**Challenge A**
Transcribe the text on Italy's election word for word, from "Italy’s election on" to "Berlusconi’s Forza Italia.".

A government led by Giorgia Meloni would lead to some turbulence between Rome and Brussels – particularly on migration and economic policy. But Italy’s EU and foreign policies – including towards Russia – are unlikely to change much.
Italy’s election on September 25th is likely to result in a
right-wing coalition government made up of Giorgia Meloni’s Brothers of
Italy, Matteo Salvini’s League and Silvio Berlusconi’s Forza Italia.
This right-wing alliance has a very large advantage in opinion polls,
and its victory seems assured. Given that Brothers of Italy has become
by far the largest party of the right, Italy’s next prime minister will
probably be Meloni. Her popularity is partly due to her straight-talking
style, which helps her connect with many voters. Brothers of Italy also
benefits from having been in opposition for the past decade, unlike all
other major parties, and therefore has not had to make unpopular
choices.

**Extracted information**
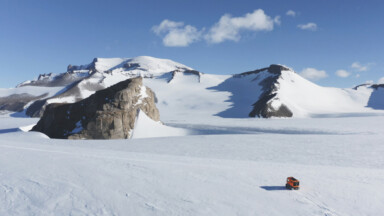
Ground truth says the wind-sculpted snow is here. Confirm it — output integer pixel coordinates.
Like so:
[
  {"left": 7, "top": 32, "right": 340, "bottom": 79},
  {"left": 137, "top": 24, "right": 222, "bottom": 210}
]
[
  {"left": 0, "top": 56, "right": 384, "bottom": 121},
  {"left": 0, "top": 116, "right": 384, "bottom": 216}
]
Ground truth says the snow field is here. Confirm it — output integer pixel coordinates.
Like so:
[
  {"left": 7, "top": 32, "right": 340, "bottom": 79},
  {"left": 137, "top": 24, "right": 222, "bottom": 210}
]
[{"left": 0, "top": 116, "right": 384, "bottom": 215}]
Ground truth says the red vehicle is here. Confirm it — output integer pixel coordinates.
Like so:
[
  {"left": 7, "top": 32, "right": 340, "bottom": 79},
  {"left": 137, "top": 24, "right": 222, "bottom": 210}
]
[{"left": 285, "top": 177, "right": 300, "bottom": 190}]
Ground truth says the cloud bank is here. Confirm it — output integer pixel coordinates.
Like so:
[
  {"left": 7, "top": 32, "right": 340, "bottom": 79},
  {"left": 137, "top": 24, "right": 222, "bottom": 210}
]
[
  {"left": 205, "top": 9, "right": 280, "bottom": 43},
  {"left": 297, "top": 22, "right": 317, "bottom": 31},
  {"left": 351, "top": 62, "right": 369, "bottom": 72},
  {"left": 152, "top": 19, "right": 202, "bottom": 47},
  {"left": 285, "top": 10, "right": 296, "bottom": 17},
  {"left": 336, "top": 70, "right": 351, "bottom": 78},
  {"left": 152, "top": 9, "right": 281, "bottom": 47}
]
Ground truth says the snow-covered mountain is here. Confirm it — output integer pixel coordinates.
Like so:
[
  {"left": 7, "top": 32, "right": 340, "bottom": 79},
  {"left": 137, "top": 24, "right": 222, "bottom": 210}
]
[{"left": 0, "top": 56, "right": 384, "bottom": 121}]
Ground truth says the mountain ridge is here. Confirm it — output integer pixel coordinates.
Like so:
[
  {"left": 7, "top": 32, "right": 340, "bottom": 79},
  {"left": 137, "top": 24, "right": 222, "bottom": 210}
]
[{"left": 0, "top": 56, "right": 384, "bottom": 119}]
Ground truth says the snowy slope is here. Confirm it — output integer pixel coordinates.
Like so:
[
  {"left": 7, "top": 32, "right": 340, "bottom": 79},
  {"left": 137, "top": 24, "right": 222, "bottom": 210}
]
[
  {"left": 0, "top": 116, "right": 384, "bottom": 216},
  {"left": 272, "top": 68, "right": 378, "bottom": 117},
  {"left": 0, "top": 56, "right": 384, "bottom": 121}
]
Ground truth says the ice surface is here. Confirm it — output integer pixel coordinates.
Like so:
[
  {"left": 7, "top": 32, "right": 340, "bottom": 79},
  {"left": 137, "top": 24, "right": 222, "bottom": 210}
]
[{"left": 0, "top": 115, "right": 384, "bottom": 216}]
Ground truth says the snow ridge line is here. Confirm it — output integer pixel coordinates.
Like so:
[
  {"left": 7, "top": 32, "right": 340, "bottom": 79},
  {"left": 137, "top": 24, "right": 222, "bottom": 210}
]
[{"left": 0, "top": 145, "right": 252, "bottom": 169}]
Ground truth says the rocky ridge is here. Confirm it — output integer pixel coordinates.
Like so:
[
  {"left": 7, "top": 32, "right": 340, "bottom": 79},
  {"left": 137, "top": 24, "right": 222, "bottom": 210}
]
[{"left": 32, "top": 77, "right": 160, "bottom": 139}]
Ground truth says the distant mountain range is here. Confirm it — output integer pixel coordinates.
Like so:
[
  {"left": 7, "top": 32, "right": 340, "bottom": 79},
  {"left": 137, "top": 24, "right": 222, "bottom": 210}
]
[{"left": 0, "top": 56, "right": 384, "bottom": 120}]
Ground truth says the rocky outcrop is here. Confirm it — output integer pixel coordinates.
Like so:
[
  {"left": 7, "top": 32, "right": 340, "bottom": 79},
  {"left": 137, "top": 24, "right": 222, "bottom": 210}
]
[
  {"left": 242, "top": 64, "right": 293, "bottom": 118},
  {"left": 32, "top": 77, "right": 160, "bottom": 139}
]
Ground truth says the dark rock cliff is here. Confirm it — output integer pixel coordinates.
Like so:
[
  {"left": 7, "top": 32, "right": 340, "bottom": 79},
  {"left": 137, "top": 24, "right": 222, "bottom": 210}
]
[{"left": 32, "top": 77, "right": 160, "bottom": 139}]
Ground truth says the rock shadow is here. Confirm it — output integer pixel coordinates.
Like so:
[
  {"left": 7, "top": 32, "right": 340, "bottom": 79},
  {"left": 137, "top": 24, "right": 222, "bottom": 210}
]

**Challenge B**
Find each line in the entries that contains the word "rocky" and copy those lines out in full.

**Worked answer A**
Italy’s election on September 25th is likely to result in a
right-wing coalition government made up of Giorgia Meloni’s Brothers of
Italy, Matteo Salvini’s League and Silvio Berlusconi’s Forza Italia.

**Worked answer B**
Ground truth says the rocky ridge is here. Confirm it — output integer pixel coordinates.
Ground truth says the rocky outcrop is here. Confirm it — output integer pixel coordinates.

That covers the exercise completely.